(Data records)
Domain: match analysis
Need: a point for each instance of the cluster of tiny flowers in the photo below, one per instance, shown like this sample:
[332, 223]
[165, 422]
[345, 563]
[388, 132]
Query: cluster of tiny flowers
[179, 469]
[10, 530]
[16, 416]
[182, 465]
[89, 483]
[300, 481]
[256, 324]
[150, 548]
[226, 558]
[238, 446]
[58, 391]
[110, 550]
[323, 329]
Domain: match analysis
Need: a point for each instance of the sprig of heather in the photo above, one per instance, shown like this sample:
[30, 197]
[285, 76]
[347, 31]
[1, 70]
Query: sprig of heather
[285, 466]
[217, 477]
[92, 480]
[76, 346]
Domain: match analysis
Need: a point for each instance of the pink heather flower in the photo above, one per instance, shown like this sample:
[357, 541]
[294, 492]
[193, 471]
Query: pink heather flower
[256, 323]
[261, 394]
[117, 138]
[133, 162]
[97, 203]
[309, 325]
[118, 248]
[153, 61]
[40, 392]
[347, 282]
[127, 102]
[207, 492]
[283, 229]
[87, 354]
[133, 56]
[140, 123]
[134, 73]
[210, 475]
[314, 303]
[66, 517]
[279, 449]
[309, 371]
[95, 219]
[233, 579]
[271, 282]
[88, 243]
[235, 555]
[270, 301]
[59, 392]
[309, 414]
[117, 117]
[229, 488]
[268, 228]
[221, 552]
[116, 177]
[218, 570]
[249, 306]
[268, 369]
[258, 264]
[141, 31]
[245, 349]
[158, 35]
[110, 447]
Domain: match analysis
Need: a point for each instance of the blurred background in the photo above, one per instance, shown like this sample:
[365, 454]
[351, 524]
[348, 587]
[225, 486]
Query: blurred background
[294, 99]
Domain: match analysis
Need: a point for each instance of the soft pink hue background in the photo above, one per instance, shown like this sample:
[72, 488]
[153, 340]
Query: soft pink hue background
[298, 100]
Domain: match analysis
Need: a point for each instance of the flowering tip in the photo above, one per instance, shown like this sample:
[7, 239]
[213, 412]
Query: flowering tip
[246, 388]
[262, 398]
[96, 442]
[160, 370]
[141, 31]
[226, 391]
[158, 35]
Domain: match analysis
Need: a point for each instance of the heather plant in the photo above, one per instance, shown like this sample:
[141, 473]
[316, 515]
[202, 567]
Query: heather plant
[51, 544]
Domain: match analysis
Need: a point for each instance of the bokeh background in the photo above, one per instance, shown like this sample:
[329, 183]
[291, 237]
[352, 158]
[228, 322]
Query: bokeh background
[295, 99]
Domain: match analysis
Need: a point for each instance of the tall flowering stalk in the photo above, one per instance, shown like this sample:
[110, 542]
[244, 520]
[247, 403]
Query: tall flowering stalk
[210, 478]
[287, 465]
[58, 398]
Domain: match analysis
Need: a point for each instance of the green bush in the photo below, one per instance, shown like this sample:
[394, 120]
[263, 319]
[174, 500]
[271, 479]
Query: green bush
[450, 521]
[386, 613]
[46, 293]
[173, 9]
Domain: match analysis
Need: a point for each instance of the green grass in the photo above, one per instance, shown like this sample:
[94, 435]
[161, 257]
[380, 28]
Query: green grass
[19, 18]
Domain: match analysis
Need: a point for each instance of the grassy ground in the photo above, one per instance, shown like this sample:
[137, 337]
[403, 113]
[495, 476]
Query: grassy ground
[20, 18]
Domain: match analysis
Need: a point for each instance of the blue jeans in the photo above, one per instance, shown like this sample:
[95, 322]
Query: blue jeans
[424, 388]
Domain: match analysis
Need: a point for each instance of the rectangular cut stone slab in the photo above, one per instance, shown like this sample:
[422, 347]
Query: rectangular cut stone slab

Problem statement. For this exercise, all the data must be repeated exactly.

Task result.
Domain: match analysis
Need: a point for each instance of the cluster of tiny flowers in the photo below, one per instance, shown like this sample:
[332, 223]
[165, 422]
[345, 563]
[388, 132]
Query: cluster of tiny flowers
[179, 469]
[10, 530]
[16, 416]
[182, 465]
[89, 483]
[300, 481]
[256, 324]
[150, 548]
[226, 558]
[238, 446]
[58, 391]
[110, 550]
[323, 329]
Domain: match analysis
Need: a point for each instance of the sprig of heather in the photo above, one per instance, shown like this sample:
[30, 197]
[285, 76]
[347, 31]
[1, 70]
Query: sprig of heather
[285, 466]
[217, 477]
[92, 480]
[76, 346]
Domain: match analysis
Need: a point for each instance of the pink heather flower in the photo above, one per instance, shown like this sample:
[357, 541]
[294, 492]
[193, 471]
Query: pink heather flower
[256, 323]
[261, 394]
[117, 138]
[133, 162]
[97, 203]
[309, 325]
[118, 248]
[153, 61]
[40, 392]
[347, 282]
[127, 102]
[207, 492]
[283, 229]
[87, 354]
[133, 56]
[140, 123]
[134, 73]
[210, 475]
[314, 303]
[66, 517]
[279, 449]
[309, 371]
[95, 219]
[233, 579]
[271, 282]
[88, 243]
[235, 555]
[270, 301]
[59, 392]
[309, 414]
[117, 117]
[229, 488]
[268, 228]
[221, 552]
[116, 177]
[218, 570]
[249, 306]
[268, 369]
[258, 264]
[141, 31]
[245, 349]
[158, 35]
[110, 447]
Domain: match analysis
Need: a point for each instance of the blurred background in the photo above, one per instance, shown like this sample:
[365, 454]
[351, 524]
[348, 587]
[225, 486]
Query: blurred background
[294, 99]
Domain: match analysis
Need: a point for each instance of the soft pink hue background in the photo above, one per instance, shown like this sample:
[72, 488]
[153, 340]
Query: soft pink hue background
[298, 100]
Domain: match analysis
Need: a point for each instance of the flowering tip in the photo above, one per instance, shown like this sample:
[7, 239]
[213, 412]
Query: flowering tip
[246, 388]
[262, 398]
[96, 442]
[160, 370]
[141, 31]
[226, 391]
[158, 35]
Domain: match analysis
Need: a point for each instance of the heather plant in the photo above, one per instance, shown like this sample:
[141, 473]
[316, 515]
[202, 567]
Query: heather plant
[51, 544]
Domain: match analysis
Need: a point for each instance of the bokeh background in the photo above, one per instance, shown like this sample:
[329, 183]
[291, 237]
[352, 158]
[228, 322]
Query: bokeh background
[295, 99]
Domain: match analysis
Need: a point for each instance of the tall flowering stalk in the photo above, one per instance, shown like this sample:
[110, 542]
[244, 520]
[247, 403]
Query: tall flowering stalk
[210, 478]
[287, 465]
[58, 398]
Domain: match analysis
Need: a point for each instance of the green bush in the photo below, one per instance, shown like this sample:
[394, 120]
[263, 319]
[174, 500]
[271, 479]
Query: green bush
[450, 521]
[386, 613]
[46, 293]
[173, 9]
Domain: match analysis
Need: a point for each instance of the green grass in the photo above, one per instance, shown like this sample:
[94, 435]
[161, 257]
[380, 28]
Query: green grass
[19, 18]
Domain: match analysis
Need: a point for each instance of the grassy ground in the photo above, one per instance, shown like this sample:
[137, 337]
[403, 113]
[495, 476]
Query: grassy ground
[20, 18]
Domain: match analysis
Need: a point for each instance of the blue jeans in the photo above, one per instance, shown like this sample:
[95, 322]
Query: blue jeans
[424, 388]
Domain: match analysis
Need: a point for each instance of the rectangular cut stone slab in the photo above, one per instance, shown like this sample:
[422, 347]
Query: rectangular cut stone slab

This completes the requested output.